Collect every line of the records that contains the string "dirt", treating uppercase and lowercase letters as different.
Start of Material for this task
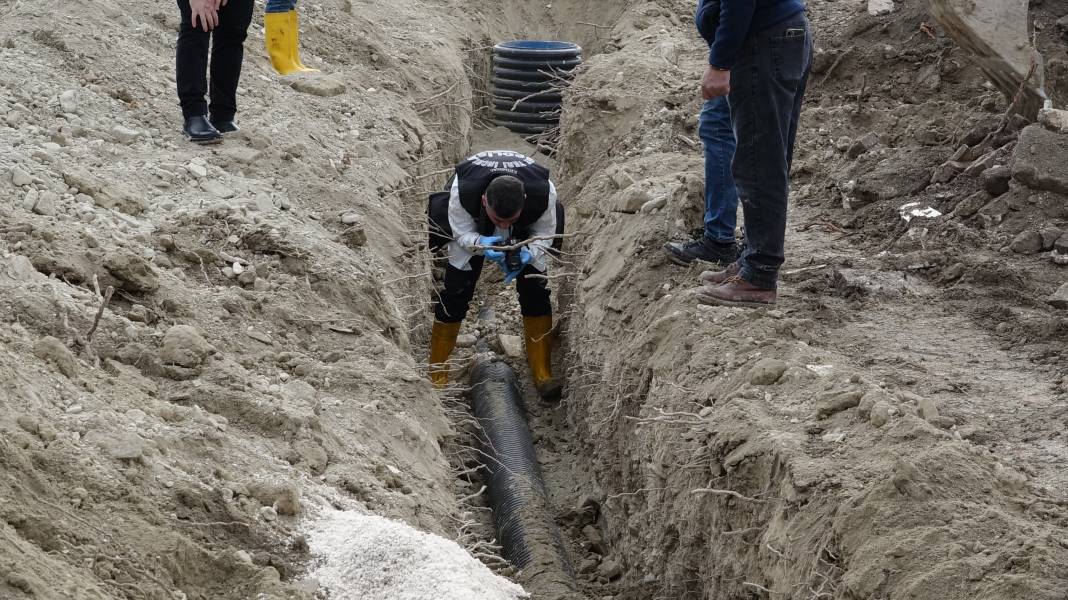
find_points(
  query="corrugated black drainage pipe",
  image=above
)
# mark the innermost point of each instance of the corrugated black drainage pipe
(529, 76)
(517, 492)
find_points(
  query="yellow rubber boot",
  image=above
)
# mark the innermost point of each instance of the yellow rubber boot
(442, 342)
(539, 338)
(279, 32)
(295, 44)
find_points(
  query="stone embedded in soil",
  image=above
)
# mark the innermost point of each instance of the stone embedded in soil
(1062, 243)
(1050, 237)
(55, 351)
(595, 538)
(105, 194)
(68, 101)
(46, 204)
(135, 273)
(767, 372)
(354, 236)
(316, 84)
(879, 8)
(880, 413)
(184, 346)
(632, 200)
(995, 179)
(282, 495)
(125, 135)
(126, 445)
(610, 569)
(589, 566)
(20, 177)
(928, 410)
(863, 145)
(218, 190)
(1038, 160)
(248, 277)
(1059, 298)
(868, 400)
(511, 346)
(836, 403)
(1027, 242)
(197, 170)
(1054, 120)
(29, 424)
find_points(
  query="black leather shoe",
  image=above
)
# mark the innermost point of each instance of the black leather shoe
(225, 126)
(201, 131)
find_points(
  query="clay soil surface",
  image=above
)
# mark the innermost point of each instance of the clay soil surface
(893, 429)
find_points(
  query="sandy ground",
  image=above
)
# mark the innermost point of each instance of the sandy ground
(893, 429)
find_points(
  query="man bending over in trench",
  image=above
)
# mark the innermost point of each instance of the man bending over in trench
(496, 200)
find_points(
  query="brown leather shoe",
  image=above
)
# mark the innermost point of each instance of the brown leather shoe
(736, 291)
(720, 277)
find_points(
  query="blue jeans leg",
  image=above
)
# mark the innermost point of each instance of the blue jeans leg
(721, 196)
(767, 87)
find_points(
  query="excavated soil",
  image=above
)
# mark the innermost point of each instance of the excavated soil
(892, 429)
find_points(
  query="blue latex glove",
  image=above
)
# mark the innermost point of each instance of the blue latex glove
(527, 257)
(495, 255)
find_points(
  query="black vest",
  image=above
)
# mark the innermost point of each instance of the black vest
(475, 174)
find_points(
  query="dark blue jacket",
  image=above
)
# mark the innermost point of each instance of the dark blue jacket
(726, 24)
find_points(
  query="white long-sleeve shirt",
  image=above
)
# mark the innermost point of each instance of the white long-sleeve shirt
(466, 232)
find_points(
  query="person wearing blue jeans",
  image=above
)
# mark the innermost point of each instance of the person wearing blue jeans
(759, 58)
(717, 242)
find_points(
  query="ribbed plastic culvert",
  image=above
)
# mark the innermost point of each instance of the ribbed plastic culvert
(529, 80)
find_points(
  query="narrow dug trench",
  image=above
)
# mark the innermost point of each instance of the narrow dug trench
(893, 429)
(833, 447)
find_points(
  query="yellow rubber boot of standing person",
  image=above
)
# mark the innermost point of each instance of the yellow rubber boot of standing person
(539, 338)
(442, 341)
(295, 44)
(279, 34)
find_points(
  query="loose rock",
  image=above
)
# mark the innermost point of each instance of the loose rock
(53, 351)
(836, 403)
(125, 135)
(767, 372)
(880, 414)
(46, 204)
(316, 84)
(862, 145)
(1050, 237)
(20, 177)
(1039, 159)
(995, 179)
(1027, 242)
(610, 569)
(68, 101)
(125, 446)
(1062, 243)
(928, 410)
(511, 346)
(135, 273)
(1059, 298)
(184, 346)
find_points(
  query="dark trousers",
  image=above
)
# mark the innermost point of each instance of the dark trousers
(226, 50)
(453, 302)
(767, 87)
(721, 196)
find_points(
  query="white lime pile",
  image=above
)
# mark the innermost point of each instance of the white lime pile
(367, 557)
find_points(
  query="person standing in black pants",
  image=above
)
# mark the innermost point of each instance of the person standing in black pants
(221, 26)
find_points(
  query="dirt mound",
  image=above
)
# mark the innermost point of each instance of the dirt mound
(870, 437)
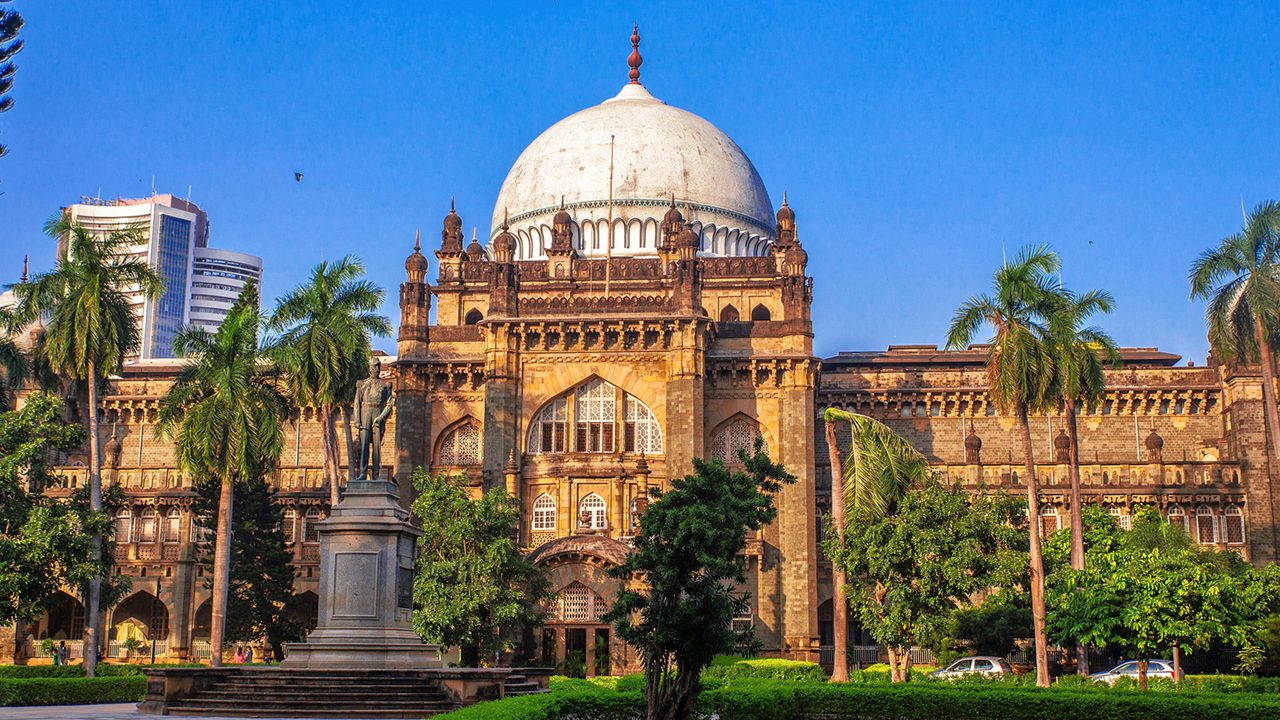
End of Material for this task
_Final answer:_
  query="dirt mound",
# mark the innermost point of each instance of the dirt mound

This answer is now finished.